═══ TEXTABSCHNITT ═══

Mitten im Predigttext kommen dann die Worte: Ich aber sagte: »Ich habe mich vergeblich bemüht, für nichts und wieder nichts meine Kraft vertan.«
Ich denke, dieses Gefühl kennen wir alle. Da haben wir uns alle Mühe gegeben für einen Familiengottesdienst und alles vorbereitet, eingeladen und am Ende dann kommen wenige Kinder. Die Enttäuschung ist groß. Oder die Suche nach Ehrenamtlichen in der Gemeinde ist mühsam geworden, da einige so viel machen und an ihre Grenzen kommen und andere sich nicht einspannen lassen wollen. Das ist auch ein Problem unserer Zeit. Und dann schauen wir auf die Zahl der Menschen, die sich von der Kirche ganz abwenden. Das kann mutlos und traurig machen. In der Bibel gibt es dazu auch Beispiele, wie Diener Gottes – Gottes Knechte an ihren Aufgaben zu zerbrechen drohen. Denken wir an Mose, der das Volk Israel durch die Wüste führte und der auf dem Berg Sinai die Zehn Gebote empfing, während das Volk ein goldenes Kalb errichtete und es anbetete. Und Mose sagte: Warum Gott, tust du mir das an? Oder Elia unter dem Ginsterbusch, der am Ende seiner Kräfte war und nicht mehr leben wollte. Gott aber wendet sich nicht von uns ab. Er rechnet nicht mit uns nach unserer Leistung ab, wie z. B. ein Großbauer seinen Knecht beurteilt. Gott kann aus unserem Mist Dünger machen, so hat es Pfarrer Jörg Arndt einmal gesagt. Er kann das Schlechte, den Misserfolg und unser Ende in einen Neuanfang verwandeln. Das gibt uns Mut.
Und am Ende erkennen wir, dass Gott den Gottesknecht zu einem Licht für die Völker machen wird. »Bis ans Ende der Erde reicht meine Rettung.« Gottes große Liebe zu uns seinen Geschöpfen überwindet alle Grenzen und kommt zu allen Völkern. Es gibt keine Trennung mehr zwischen Juden und Heiden. Wir selbst ziehen immer wieder Grenzen zwischen uns und anderen. Wir denken gern in Kategorien und machen unsere Schubladen auf für alle, die anders sind als wir. Der Gottesknecht bekommt die Berufung: Licht der Welt zu sein. Und in diesem Gottesknecht erkennen wir Jesus Christus, den Messias und Sohn Gottes. Jesus ist als ein Licht zu uns in diese Welt gekommen und ist die fleischgewordene Liebe Gottes. Jesaja beschreibt das Leben Jesu und nimmt uns mit hinein in die Heilsgeschichte.

═══

** KURZE AUFGABE A **
Beantworte zum Textabschnitt diese Fragen:
(i) Unter welchem Strauch war Elia am Ende seiner Kräfte?
(ii) Wer hat gesagt, Gott könne aus unserem Mist Dünger machen?
(iii) Zwischen wem gibt es keine Trennung mehr?
Die Datensätze haben mit dem Textabschnitt nichts zu tun.

═══ VORLIEGENDE DATENSÄTZE ═══

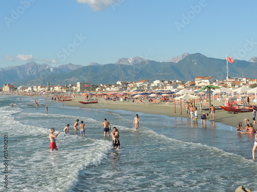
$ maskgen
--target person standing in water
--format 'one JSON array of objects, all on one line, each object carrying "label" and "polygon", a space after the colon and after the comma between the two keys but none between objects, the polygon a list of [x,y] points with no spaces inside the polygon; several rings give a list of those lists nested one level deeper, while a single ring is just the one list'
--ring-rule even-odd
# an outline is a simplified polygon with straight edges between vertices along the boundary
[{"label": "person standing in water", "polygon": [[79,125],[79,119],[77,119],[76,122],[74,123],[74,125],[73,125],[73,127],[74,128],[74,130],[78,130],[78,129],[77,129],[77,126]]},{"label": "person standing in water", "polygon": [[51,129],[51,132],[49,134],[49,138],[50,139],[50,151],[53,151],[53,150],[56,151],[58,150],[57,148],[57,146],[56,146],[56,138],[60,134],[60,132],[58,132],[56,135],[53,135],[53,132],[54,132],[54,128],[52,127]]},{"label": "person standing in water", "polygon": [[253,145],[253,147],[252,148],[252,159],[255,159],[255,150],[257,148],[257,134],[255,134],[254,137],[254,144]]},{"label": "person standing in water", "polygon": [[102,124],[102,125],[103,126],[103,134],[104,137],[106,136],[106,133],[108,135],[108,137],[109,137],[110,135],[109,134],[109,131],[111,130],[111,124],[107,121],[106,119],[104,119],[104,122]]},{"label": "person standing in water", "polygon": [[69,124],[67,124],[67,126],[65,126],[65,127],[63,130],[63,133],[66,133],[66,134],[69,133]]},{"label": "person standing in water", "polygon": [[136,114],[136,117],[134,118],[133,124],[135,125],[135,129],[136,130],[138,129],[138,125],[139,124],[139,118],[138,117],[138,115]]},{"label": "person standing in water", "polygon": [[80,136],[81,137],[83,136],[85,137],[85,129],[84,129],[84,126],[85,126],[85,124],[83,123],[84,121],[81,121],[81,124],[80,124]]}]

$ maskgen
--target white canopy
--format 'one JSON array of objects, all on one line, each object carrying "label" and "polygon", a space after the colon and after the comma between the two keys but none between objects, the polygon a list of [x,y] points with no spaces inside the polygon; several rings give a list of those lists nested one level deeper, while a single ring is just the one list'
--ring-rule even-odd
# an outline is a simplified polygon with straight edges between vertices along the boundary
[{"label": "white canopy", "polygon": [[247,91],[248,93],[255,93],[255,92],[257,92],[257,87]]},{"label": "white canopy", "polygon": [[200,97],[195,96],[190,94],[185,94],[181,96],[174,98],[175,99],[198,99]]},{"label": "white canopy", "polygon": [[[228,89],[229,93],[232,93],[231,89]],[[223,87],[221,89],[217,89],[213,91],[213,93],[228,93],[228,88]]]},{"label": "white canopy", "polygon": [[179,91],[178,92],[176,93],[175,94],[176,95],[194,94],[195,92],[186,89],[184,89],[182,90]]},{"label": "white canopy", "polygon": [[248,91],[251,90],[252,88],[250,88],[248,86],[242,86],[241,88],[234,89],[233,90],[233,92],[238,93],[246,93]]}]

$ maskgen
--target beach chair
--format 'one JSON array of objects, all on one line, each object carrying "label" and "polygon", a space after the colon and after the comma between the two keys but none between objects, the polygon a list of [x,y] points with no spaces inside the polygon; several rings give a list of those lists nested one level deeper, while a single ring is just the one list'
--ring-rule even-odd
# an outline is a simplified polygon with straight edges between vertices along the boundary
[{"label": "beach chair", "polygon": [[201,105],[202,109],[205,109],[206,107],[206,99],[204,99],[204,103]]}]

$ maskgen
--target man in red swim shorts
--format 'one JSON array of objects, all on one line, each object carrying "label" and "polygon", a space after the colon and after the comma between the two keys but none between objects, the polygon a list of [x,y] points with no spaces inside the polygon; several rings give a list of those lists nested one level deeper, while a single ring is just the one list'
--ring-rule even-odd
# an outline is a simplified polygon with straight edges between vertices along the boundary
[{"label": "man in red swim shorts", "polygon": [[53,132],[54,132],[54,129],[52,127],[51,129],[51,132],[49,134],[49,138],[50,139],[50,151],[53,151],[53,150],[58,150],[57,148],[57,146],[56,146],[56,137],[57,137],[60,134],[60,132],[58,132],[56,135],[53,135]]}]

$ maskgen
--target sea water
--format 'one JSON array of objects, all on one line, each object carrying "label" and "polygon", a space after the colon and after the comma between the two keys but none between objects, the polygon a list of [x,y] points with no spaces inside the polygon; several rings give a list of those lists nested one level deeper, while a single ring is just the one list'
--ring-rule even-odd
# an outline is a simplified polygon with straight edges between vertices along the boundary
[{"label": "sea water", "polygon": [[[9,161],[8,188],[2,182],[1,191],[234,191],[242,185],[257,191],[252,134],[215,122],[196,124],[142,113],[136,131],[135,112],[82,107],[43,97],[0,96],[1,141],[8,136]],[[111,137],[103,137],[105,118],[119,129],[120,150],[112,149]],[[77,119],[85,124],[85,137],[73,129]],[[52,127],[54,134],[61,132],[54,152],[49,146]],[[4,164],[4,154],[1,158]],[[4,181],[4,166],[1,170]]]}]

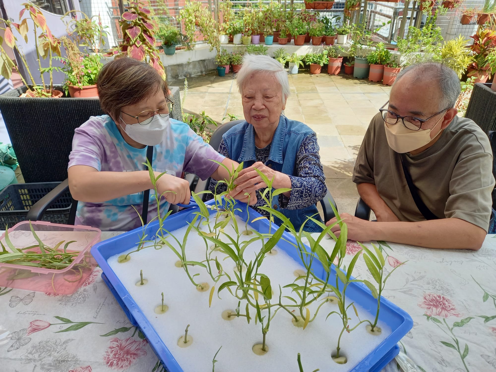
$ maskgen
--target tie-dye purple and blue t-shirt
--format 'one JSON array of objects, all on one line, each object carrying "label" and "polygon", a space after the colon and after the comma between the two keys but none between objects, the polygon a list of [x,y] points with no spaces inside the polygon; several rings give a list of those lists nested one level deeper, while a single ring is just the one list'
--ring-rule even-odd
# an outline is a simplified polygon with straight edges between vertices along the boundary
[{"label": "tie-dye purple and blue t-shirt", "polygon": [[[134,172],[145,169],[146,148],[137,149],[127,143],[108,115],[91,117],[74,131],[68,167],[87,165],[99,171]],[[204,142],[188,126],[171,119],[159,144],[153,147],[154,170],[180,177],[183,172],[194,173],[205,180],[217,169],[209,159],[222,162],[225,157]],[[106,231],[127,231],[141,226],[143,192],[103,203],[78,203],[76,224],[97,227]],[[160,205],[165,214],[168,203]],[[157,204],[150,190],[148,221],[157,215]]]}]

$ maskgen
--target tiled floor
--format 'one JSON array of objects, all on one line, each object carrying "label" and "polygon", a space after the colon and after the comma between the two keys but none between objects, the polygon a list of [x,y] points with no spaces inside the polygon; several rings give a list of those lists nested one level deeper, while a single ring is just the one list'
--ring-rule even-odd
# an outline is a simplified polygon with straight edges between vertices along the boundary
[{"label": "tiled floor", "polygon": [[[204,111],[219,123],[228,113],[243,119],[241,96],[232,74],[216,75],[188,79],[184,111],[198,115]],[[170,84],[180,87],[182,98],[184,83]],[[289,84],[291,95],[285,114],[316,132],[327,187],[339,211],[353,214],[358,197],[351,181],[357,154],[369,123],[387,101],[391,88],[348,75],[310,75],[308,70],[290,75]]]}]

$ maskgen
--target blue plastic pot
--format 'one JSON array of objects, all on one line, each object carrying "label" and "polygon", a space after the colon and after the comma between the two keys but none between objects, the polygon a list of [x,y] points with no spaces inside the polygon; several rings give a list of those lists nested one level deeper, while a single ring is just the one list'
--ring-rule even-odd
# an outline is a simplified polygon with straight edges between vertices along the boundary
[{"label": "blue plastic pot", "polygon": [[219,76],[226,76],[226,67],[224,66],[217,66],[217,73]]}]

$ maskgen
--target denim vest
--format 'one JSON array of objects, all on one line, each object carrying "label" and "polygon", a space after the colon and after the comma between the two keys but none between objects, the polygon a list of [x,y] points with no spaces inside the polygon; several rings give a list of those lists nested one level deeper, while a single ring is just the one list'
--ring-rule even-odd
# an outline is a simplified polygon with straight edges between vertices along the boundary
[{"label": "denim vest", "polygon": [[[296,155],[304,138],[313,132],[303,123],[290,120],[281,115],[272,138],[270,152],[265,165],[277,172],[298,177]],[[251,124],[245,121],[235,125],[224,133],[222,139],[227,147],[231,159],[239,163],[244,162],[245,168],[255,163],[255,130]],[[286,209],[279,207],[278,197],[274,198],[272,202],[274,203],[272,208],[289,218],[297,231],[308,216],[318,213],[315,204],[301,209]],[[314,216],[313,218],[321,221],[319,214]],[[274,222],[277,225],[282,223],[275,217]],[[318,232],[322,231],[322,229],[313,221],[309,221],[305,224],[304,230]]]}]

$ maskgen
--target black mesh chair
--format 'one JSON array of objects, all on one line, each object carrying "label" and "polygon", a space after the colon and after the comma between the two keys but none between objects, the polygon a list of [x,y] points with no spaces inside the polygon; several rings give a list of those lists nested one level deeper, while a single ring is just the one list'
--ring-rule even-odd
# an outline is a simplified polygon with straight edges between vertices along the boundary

═══

** KURZE AUFGABE B **
Bestimme alle Zeilen der Datensätze, in denen die Zeichenfolge „target“ vorkommt, und schreibe sie unverändert ab.

** SCHRIFTLICHE ANTWORT A **
(i) Unter dem Ginsterbusch.
(ii) Pfarrer Jörg Arndt.
(iii) Zwischen Juden und Heiden.

** SCHRIFTLICHE ANTWORT B **
--target person standing in water
--target white canopy
--target beach chair
--target man in red swim shorts
--target sea water
--target tie-dye purple and blue t-shirt
--target tiled floor
--target blue plastic pot
--target denim vest
--target black mesh chair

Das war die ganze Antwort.